(Dataset rows)
(begin)
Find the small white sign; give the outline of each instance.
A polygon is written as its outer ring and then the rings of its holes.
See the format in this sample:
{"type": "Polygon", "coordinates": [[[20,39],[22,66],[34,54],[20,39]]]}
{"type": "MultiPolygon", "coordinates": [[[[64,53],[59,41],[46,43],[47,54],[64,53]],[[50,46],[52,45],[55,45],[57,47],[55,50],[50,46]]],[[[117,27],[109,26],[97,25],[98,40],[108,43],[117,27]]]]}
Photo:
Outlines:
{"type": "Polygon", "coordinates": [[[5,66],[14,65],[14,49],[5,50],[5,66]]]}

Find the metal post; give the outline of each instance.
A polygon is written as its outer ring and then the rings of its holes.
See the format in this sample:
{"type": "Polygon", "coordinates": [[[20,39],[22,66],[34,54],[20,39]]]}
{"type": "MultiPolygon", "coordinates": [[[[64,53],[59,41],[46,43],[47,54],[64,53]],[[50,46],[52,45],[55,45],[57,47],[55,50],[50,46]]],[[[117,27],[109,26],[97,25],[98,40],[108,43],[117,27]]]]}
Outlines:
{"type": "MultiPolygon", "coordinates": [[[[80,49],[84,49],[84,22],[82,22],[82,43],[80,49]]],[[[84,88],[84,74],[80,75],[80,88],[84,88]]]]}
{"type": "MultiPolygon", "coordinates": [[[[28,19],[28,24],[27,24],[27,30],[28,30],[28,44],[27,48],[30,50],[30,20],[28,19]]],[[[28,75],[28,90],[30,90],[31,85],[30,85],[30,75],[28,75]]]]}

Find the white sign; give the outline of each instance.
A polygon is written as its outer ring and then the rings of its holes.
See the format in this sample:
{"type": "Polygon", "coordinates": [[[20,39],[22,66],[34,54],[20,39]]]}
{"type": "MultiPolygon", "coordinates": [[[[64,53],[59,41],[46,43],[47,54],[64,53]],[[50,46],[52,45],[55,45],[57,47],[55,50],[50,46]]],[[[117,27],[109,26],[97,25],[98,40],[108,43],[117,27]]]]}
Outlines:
(end)
• WHAT THE EXERCISE ASKS
Rewrite every line from the one containing "Find the metal" through the end of the entries, keeping the requests, and multiply each polygon coordinate in the outline answers by 2.05, rounding to whole numbers with halves rounded up. Leave the numbers in the requests and in their format samples as they are.

• ANSWER TO THIS TASK
Find the metal post; give the outline of each instance.
A polygon is written as its outer ring and then the rings of its holes.
See the format in this sample:
{"type": "Polygon", "coordinates": [[[20,39],[22,66],[34,54],[20,39]]]}
{"type": "MultiPolygon", "coordinates": [[[[64,53],[59,41],[46,43],[47,54],[64,53]],[[50,46],[52,45],[55,45],[57,47],[55,50],[50,46]]],[[[117,27],[109,26],[97,25],[98,40],[108,43],[117,27]]]]}
Outlines:
{"type": "MultiPolygon", "coordinates": [[[[164,100],[172,100],[172,45],[168,45],[168,88],[164,100]]],[[[172,180],[172,152],[164,154],[164,180],[172,180]]]]}
{"type": "MultiPolygon", "coordinates": [[[[57,39],[57,49],[55,49],[55,62],[57,62],[57,90],[55,98],[62,103],[62,41],[57,39]]],[[[57,154],[57,185],[62,185],[64,174],[62,174],[62,154],[57,154]]]]}

Find the white sign; give the outline of each instance.
A polygon is written as its outer ring and then the rings of its holes.
See the format in this sample:
{"type": "Polygon", "coordinates": [[[20,39],[22,66],[34,54],[20,39]]]}
{"type": "MultiPolygon", "coordinates": [[[[64,53],[59,41],[46,43],[47,54],[64,53]],[[50,46],[52,45],[55,45],[57,47],[55,50],[50,46]]],[[[117,27],[109,26],[97,25],[98,40],[108,43],[117,27]]]]}
Outlines:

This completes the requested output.